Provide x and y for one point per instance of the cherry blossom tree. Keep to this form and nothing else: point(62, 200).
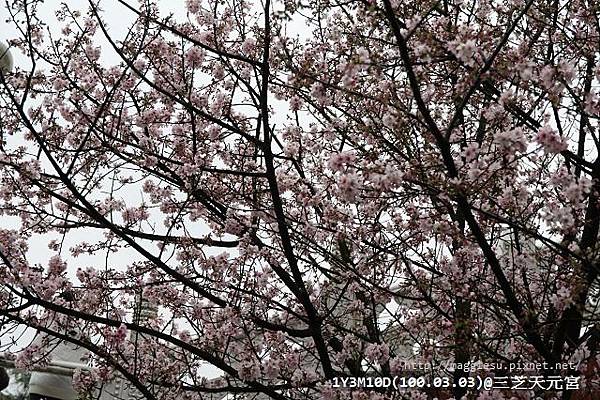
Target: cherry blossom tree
point(305, 191)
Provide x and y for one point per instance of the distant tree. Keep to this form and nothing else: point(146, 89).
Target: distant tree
point(405, 181)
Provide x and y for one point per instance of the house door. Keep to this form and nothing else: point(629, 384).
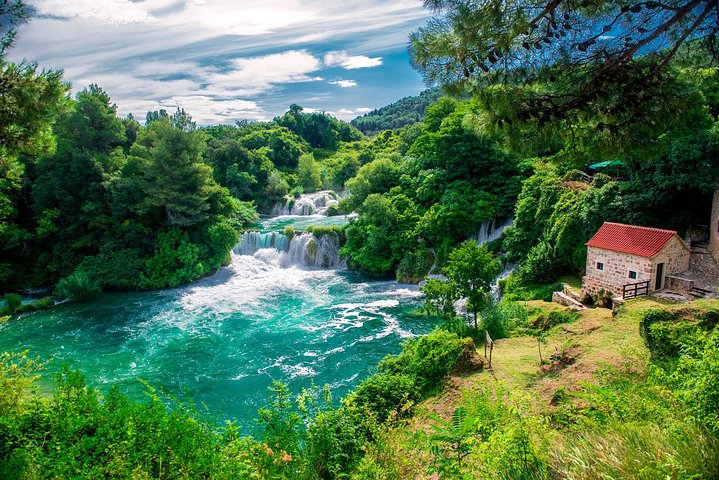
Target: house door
point(660, 276)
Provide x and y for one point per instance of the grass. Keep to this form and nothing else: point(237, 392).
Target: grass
point(595, 417)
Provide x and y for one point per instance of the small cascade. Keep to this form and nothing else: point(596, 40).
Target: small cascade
point(305, 249)
point(309, 250)
point(492, 229)
point(503, 275)
point(251, 242)
point(308, 204)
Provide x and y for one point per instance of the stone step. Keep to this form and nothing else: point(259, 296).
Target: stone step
point(699, 292)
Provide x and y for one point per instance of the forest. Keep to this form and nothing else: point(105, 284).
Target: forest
point(538, 121)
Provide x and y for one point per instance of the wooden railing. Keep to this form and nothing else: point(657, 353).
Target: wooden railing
point(634, 290)
point(488, 344)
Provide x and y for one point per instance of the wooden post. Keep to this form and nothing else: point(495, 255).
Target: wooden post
point(488, 343)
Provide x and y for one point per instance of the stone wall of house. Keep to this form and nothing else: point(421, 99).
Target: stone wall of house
point(616, 270)
point(714, 228)
point(675, 256)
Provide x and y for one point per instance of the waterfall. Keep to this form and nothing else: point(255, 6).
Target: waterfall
point(492, 229)
point(307, 204)
point(305, 249)
point(309, 250)
point(251, 242)
point(503, 275)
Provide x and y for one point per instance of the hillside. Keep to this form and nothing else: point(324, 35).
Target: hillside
point(597, 407)
point(403, 112)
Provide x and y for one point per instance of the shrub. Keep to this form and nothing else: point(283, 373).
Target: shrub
point(77, 286)
point(385, 395)
point(603, 298)
point(297, 191)
point(427, 359)
point(12, 302)
point(500, 319)
point(334, 443)
point(415, 265)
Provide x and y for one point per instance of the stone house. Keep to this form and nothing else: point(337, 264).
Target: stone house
point(621, 255)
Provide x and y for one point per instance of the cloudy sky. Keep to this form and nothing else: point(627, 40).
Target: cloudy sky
point(225, 60)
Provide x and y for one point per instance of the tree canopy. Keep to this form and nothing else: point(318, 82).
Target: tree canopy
point(560, 62)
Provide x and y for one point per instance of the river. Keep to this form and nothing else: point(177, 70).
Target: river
point(221, 341)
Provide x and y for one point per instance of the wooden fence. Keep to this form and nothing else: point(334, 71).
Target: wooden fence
point(634, 290)
point(488, 344)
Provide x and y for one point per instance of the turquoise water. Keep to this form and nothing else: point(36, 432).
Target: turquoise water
point(299, 222)
point(220, 342)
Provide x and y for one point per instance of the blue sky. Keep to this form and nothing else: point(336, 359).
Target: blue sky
point(225, 60)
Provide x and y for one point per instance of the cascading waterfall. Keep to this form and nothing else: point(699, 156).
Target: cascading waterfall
point(309, 250)
point(308, 204)
point(492, 229)
point(251, 242)
point(305, 249)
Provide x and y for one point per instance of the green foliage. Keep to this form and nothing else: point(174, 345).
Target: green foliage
point(503, 318)
point(308, 174)
point(385, 396)
point(17, 373)
point(13, 301)
point(79, 285)
point(176, 261)
point(513, 290)
point(406, 111)
point(427, 360)
point(440, 297)
point(334, 442)
point(696, 378)
point(545, 321)
point(472, 269)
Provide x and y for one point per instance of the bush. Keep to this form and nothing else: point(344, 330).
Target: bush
point(500, 319)
point(385, 395)
point(334, 443)
point(13, 301)
point(415, 265)
point(77, 286)
point(427, 359)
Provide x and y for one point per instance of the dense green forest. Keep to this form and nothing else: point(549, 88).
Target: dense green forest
point(403, 112)
point(91, 201)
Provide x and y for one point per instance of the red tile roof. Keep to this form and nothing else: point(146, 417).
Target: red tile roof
point(642, 241)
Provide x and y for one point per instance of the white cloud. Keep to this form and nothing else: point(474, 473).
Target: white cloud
point(254, 75)
point(105, 11)
point(214, 55)
point(342, 59)
point(344, 83)
point(254, 21)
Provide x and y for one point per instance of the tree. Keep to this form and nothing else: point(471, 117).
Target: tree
point(472, 268)
point(174, 180)
point(546, 61)
point(308, 173)
point(12, 13)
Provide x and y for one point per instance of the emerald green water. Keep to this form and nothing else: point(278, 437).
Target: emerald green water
point(299, 222)
point(221, 341)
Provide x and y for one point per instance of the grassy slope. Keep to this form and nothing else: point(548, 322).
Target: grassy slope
point(597, 343)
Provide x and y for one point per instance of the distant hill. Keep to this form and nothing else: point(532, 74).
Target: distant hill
point(396, 115)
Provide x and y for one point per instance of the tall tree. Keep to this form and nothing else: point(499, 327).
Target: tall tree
point(175, 183)
point(472, 269)
point(545, 61)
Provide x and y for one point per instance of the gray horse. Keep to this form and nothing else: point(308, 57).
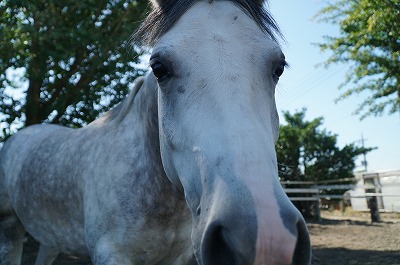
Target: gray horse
point(183, 171)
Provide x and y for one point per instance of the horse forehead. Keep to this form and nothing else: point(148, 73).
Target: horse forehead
point(219, 23)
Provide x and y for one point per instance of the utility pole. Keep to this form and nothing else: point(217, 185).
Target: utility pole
point(364, 162)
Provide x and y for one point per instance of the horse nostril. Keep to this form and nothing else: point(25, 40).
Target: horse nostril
point(302, 252)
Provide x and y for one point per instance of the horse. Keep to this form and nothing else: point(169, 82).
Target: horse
point(182, 171)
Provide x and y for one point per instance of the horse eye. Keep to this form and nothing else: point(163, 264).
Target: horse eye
point(159, 70)
point(279, 71)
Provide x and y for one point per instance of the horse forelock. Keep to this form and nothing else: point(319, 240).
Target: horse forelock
point(165, 14)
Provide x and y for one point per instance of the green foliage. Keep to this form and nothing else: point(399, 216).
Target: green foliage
point(307, 153)
point(71, 59)
point(369, 41)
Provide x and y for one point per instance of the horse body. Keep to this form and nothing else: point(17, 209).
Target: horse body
point(183, 171)
point(110, 196)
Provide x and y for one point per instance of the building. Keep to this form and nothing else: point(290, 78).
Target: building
point(384, 185)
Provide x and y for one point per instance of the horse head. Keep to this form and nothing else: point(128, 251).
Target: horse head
point(217, 64)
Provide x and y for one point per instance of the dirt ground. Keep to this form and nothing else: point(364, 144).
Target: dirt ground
point(339, 239)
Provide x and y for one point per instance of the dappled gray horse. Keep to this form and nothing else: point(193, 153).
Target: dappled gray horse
point(183, 171)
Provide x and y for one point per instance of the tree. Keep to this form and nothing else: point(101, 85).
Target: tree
point(369, 40)
point(307, 153)
point(65, 61)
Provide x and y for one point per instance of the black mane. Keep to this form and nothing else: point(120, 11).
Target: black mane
point(161, 19)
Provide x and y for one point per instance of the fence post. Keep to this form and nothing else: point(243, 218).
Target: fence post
point(374, 209)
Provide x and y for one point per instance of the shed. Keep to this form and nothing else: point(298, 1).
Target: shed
point(385, 185)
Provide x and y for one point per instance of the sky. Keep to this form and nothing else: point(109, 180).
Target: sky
point(304, 85)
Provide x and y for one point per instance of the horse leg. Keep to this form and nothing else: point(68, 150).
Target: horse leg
point(12, 235)
point(108, 253)
point(46, 255)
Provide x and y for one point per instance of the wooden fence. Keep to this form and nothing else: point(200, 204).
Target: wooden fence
point(316, 191)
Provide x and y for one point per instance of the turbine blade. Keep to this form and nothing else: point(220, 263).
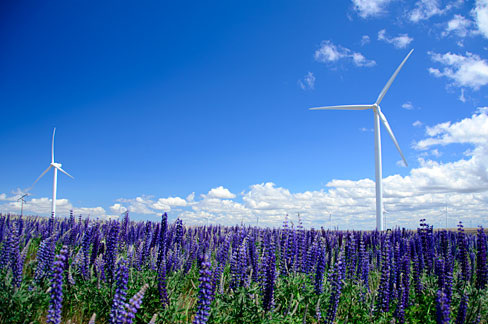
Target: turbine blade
point(392, 78)
point(42, 174)
point(388, 128)
point(52, 146)
point(344, 107)
point(69, 175)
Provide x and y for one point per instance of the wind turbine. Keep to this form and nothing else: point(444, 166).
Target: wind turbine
point(56, 166)
point(378, 115)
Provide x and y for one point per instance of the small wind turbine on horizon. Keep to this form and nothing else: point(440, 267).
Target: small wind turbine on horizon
point(56, 166)
point(378, 115)
point(22, 201)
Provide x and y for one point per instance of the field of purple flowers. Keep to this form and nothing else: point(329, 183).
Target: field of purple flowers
point(83, 271)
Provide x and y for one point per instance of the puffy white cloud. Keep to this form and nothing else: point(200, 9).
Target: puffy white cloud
point(400, 41)
point(370, 8)
point(480, 13)
point(473, 130)
point(458, 25)
point(165, 204)
point(308, 82)
point(465, 71)
point(118, 209)
point(365, 40)
point(425, 9)
point(461, 185)
point(331, 53)
point(220, 193)
point(42, 206)
point(407, 105)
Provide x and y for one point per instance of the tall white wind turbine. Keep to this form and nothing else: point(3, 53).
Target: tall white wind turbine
point(378, 115)
point(56, 166)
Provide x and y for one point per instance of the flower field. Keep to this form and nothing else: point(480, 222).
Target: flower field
point(69, 270)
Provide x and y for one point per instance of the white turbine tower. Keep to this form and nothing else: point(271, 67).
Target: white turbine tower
point(56, 166)
point(378, 115)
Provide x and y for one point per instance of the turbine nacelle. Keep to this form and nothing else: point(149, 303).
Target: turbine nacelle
point(378, 116)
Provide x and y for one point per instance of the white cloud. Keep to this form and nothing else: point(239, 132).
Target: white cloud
point(458, 25)
point(480, 12)
point(220, 193)
point(118, 209)
point(473, 130)
point(42, 206)
point(461, 96)
point(365, 40)
point(425, 9)
point(308, 82)
point(400, 41)
point(465, 71)
point(419, 194)
point(331, 53)
point(370, 8)
point(407, 105)
point(401, 164)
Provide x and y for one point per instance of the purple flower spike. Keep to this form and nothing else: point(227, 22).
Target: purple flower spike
point(122, 276)
point(481, 266)
point(56, 302)
point(205, 294)
point(133, 306)
point(269, 277)
point(443, 311)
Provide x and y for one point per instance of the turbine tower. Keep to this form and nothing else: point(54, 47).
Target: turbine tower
point(56, 166)
point(378, 115)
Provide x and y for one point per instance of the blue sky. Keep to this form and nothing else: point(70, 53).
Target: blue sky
point(201, 109)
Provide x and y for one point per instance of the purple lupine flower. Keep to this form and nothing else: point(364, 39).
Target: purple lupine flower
point(253, 258)
point(118, 304)
point(269, 277)
point(6, 252)
point(153, 319)
point(337, 281)
point(92, 319)
point(481, 265)
point(163, 295)
point(85, 247)
point(465, 273)
point(16, 262)
point(301, 247)
point(178, 232)
point(45, 258)
point(162, 239)
point(96, 245)
point(110, 255)
point(400, 310)
point(384, 289)
point(417, 273)
point(463, 308)
point(443, 311)
point(133, 306)
point(238, 266)
point(319, 270)
point(204, 294)
point(283, 247)
point(56, 302)
point(350, 256)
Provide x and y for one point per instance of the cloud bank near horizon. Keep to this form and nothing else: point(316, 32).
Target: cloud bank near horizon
point(461, 186)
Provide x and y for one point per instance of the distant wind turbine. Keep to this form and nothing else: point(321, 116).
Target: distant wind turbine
point(56, 166)
point(378, 115)
point(22, 199)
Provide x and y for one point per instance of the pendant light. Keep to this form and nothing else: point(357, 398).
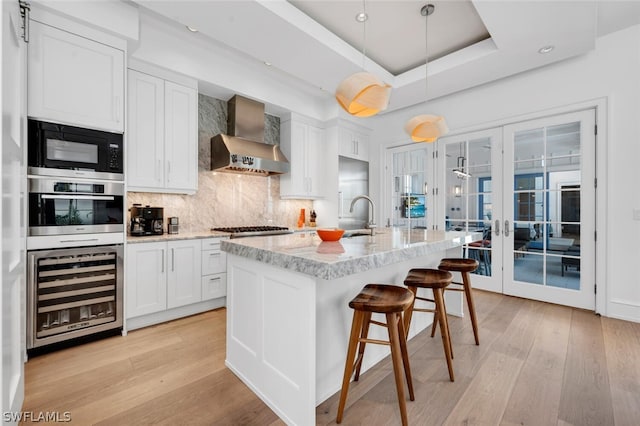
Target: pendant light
point(460, 169)
point(426, 127)
point(362, 94)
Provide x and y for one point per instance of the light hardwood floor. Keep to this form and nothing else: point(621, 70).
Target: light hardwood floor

__________

_Task requirements:_
Express the part of the listing that opens with the line containing "else: point(169, 82)." and closes with the line containing "point(279, 71)" as a numbered list, omitting any blank lines.

_Solution to the problem:_
1. Provide x and y for one point per instance of the horse. Keep to this form and nothing else: point(169, 82).
2. Target: horse
3. point(182, 171)
4. Provide x and y for one point per instance of the horse eye. Keep to this form and nothing else: point(163, 264).
5. Target: horse eye
6. point(159, 70)
7. point(279, 71)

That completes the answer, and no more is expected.